▶ _Objective_
Starting with the line that contains "Target: black shoe", reproduce each line through the end of the listing below, with no other output.
==== Entries supplied
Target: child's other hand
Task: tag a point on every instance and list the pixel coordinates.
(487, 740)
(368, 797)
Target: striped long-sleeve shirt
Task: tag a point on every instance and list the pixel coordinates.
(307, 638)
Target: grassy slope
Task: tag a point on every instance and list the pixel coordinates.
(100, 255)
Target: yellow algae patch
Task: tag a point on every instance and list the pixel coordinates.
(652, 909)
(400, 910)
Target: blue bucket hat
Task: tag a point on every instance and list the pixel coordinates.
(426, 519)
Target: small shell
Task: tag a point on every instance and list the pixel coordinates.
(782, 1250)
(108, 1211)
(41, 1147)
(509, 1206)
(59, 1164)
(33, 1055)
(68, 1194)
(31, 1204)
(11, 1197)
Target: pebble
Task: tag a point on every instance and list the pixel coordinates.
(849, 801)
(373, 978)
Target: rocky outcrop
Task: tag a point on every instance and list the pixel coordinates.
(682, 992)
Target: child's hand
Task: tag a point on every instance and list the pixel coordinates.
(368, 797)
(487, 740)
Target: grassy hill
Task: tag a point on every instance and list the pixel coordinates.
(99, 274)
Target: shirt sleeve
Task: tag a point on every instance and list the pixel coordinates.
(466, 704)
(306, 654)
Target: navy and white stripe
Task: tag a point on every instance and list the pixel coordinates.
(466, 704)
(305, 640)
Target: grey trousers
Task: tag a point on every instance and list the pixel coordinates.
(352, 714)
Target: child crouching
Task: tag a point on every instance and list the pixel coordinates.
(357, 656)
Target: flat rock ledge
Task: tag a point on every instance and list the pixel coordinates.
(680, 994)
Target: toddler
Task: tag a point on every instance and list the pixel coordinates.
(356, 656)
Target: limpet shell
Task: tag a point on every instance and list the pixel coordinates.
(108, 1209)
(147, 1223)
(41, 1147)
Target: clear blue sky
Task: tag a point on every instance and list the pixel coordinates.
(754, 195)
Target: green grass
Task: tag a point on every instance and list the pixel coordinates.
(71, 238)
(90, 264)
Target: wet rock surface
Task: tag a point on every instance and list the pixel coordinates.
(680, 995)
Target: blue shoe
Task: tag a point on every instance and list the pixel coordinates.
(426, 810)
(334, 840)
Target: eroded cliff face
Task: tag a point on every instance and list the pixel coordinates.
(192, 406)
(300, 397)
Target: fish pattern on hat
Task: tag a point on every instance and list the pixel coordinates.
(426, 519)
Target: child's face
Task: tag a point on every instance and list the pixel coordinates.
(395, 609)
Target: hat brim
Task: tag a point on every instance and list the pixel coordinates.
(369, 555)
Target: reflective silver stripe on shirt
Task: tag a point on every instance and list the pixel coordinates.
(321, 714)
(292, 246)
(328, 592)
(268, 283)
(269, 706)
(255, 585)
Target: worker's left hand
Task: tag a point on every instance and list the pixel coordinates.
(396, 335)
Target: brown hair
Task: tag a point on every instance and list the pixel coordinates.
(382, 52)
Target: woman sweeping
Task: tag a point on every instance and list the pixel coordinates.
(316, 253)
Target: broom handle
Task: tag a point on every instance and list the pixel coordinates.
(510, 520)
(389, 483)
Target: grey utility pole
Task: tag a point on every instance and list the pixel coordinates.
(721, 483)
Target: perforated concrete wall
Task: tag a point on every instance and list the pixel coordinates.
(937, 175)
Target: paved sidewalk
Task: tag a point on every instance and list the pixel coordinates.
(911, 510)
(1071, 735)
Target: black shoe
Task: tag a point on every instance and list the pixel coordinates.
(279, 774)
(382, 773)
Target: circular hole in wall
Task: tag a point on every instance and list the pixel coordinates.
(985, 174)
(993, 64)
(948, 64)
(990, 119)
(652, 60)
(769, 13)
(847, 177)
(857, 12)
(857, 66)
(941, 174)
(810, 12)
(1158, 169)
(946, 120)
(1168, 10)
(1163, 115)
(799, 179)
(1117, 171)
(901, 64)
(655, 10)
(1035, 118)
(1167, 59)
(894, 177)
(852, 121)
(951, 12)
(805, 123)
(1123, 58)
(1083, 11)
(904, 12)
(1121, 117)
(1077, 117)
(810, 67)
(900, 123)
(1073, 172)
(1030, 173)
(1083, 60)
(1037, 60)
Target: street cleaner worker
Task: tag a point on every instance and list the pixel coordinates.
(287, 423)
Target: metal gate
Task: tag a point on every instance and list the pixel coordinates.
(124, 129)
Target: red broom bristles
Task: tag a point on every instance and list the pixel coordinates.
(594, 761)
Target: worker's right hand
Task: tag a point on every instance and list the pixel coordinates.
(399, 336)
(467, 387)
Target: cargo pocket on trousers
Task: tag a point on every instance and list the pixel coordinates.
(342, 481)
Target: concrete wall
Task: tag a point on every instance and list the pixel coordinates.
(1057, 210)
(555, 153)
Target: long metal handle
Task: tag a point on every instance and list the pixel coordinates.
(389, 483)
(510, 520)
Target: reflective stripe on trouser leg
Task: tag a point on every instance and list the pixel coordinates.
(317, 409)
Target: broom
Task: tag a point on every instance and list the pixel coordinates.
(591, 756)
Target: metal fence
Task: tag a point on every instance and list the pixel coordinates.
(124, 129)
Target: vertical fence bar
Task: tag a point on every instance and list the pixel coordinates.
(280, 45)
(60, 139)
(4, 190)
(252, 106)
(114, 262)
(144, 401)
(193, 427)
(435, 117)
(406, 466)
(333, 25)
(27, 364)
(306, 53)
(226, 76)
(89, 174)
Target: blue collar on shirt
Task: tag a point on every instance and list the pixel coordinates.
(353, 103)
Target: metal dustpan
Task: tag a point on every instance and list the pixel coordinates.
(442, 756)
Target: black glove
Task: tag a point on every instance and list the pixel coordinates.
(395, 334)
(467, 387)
========
▶ _Answer for the task_
Target: black shoe
Task: tag a point on every instance and list the pixel coordinates.
(279, 774)
(382, 773)
Target: circular hole in wall
Task: tag a point on every instance and list the pixel coordinates.
(985, 174)
(993, 64)
(948, 64)
(990, 119)
(652, 60)
(769, 13)
(847, 177)
(857, 12)
(857, 66)
(941, 174)
(810, 12)
(1158, 169)
(946, 120)
(1168, 10)
(1163, 115)
(799, 179)
(1117, 171)
(901, 64)
(655, 10)
(1035, 118)
(1167, 59)
(894, 177)
(852, 121)
(951, 12)
(805, 123)
(1123, 58)
(1083, 11)
(904, 12)
(1121, 117)
(1077, 117)
(810, 67)
(900, 123)
(1073, 172)
(1030, 173)
(1083, 60)
(1037, 60)
Target: street cleaner worker
Task: tag a point on every instance and list the pixel coordinates.
(287, 423)
Target: metal gate
Task: tag a point on every instance and list the pixel coordinates.
(124, 129)
Target: red broom bristles
Task: tag a point on every instance and list the pixel coordinates.
(594, 761)
Target: worker's right hand
Task: tag a point on every instance and list the pixel coordinates.
(399, 336)
(467, 387)
Target: cargo pocket on trousers
Task: tag a point on every instance and list the pixel coordinates.
(342, 481)
Target: concrete wall
Task: tag a point on every instance and list the pixel coordinates.
(1057, 210)
(555, 153)
Target: long metal handle
Task: tag a point on every instance and list the pixel coordinates.
(389, 483)
(510, 520)
Target: reflective stripe on trouser leg
Task: tag a point on every instance and list the pixel coordinates.
(317, 409)
Target: broom
Task: tag a point on every instance and list the pixel coordinates.
(591, 756)
Target: metal fence
Task: tag a point on every instance and list the pixel coordinates.
(124, 129)
Target: vertical fence bar
Task: tag a point on every instance and list the pixel coordinates.
(280, 45)
(60, 139)
(4, 190)
(252, 106)
(114, 262)
(144, 401)
(193, 427)
(435, 117)
(406, 466)
(333, 25)
(27, 364)
(306, 53)
(226, 76)
(89, 174)
Target: blue collar on shirt
Task: tag a point on every instance and list the pixel coordinates.
(353, 103)
Target: metal dustpan
Task: tag a point on every instance and list the pixel coordinates.
(442, 756)
Target: black glove
Task: tag a point on every instance and list the pixel coordinates.
(395, 334)
(467, 387)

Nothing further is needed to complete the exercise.